### DAFTAR TUGAS
a) Tuliskan kembali secara persis bagian kutipan teks di antara "Jakarta (Antarasumsel.com) - Pemerintah" dan "dan UUD 1945.", termasuk kedua batas tersebut.
b) Menurut kutipan teks, bab mana dalam Undang-Undang Nomor 17 Tahun 2013 yang mengatur soal sanksi?

### KUTIPAN TEKS

_ _ _ _

Jakarta (Antarasumsel.com) - Pemerintah menempuh upaya hukum menyusul keputusan pada Senin (8/5) untuk membubarkan Hizbut Tahrir Indonesia (HTI) sedangkan pihak HTI bersiap menyampaikan pembelaan bahwa organisasi kemasyarakatan (ormas) keislaman itu tidak bertentangan dengan Pancasila dan UUD 1945.
Dalam Undang-Undang Nomor 17 Tahun 2013 tentang Organisasi Kemasyarakatan memang diatur soal mekanisme pembubaran ormas.
Pada Bab XVII UU tersebut mengatur soal sanksi dan diatur dari pasal 60 hingga pasal 82.
Satu hal yang menarik dari kasus ini adalah pemerintah melalui Menko Polhukam Wiranto saat mengumumkan keputusan soal HTI, setelah rapat polhukam terbatas yang dihadiri antara lain oleh Mendagri Tjahjo Kumolo, Menkumham Yasonna Laoly, dan Kapolri Tito Karnavian, di Kementerian Polhukam, langsung menyampaikan lima butir keputusan, tidak menjelaskan berbagai tahapan mekanisme untuk membubarkan sebuah ormas.
Lima butir keputusan yang dibacakan oleh Wiranto adalah, pertama, sebagai organisasi kemasyarakatan berbadan hukum, HTI tidak melaksanakan peran positif untuk mengambil bagian dalam proses pembangunan guna mencapai tujuan nasional. Kedua, kegiatan yang dilaksanakan HTI terindikasi kuat telah bertentangan dengan tujuan, asas, dan ciri yang berdasarkan Pancasila dan UUD 1945, sebagaimana diatur dalam Undang-Undang Nomor 17 Tahun 2013 tentang Organisasi Kemasyarakatan.

_ _ _ _

### CUPLIKAN DATA
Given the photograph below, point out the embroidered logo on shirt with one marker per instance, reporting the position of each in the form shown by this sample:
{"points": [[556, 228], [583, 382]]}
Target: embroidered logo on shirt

_ _ _ _

### JAWABAN TERTULIS
a)
Jakarta (Antarasumsel.com) - Pemerintah menempuh upaya hukum menyusul keputusan pada Senin (8/5) untuk membubarkan Hizbut Tahrir Indonesia (HTI) sedangkan pihak HTI bersiap menyampaikan pembelaan bahwa organisasi kemasyarakatan (ormas) keislaman itu tidak bertentangan dengan Pancasila dan UUD 1945.

b) Bab XVII.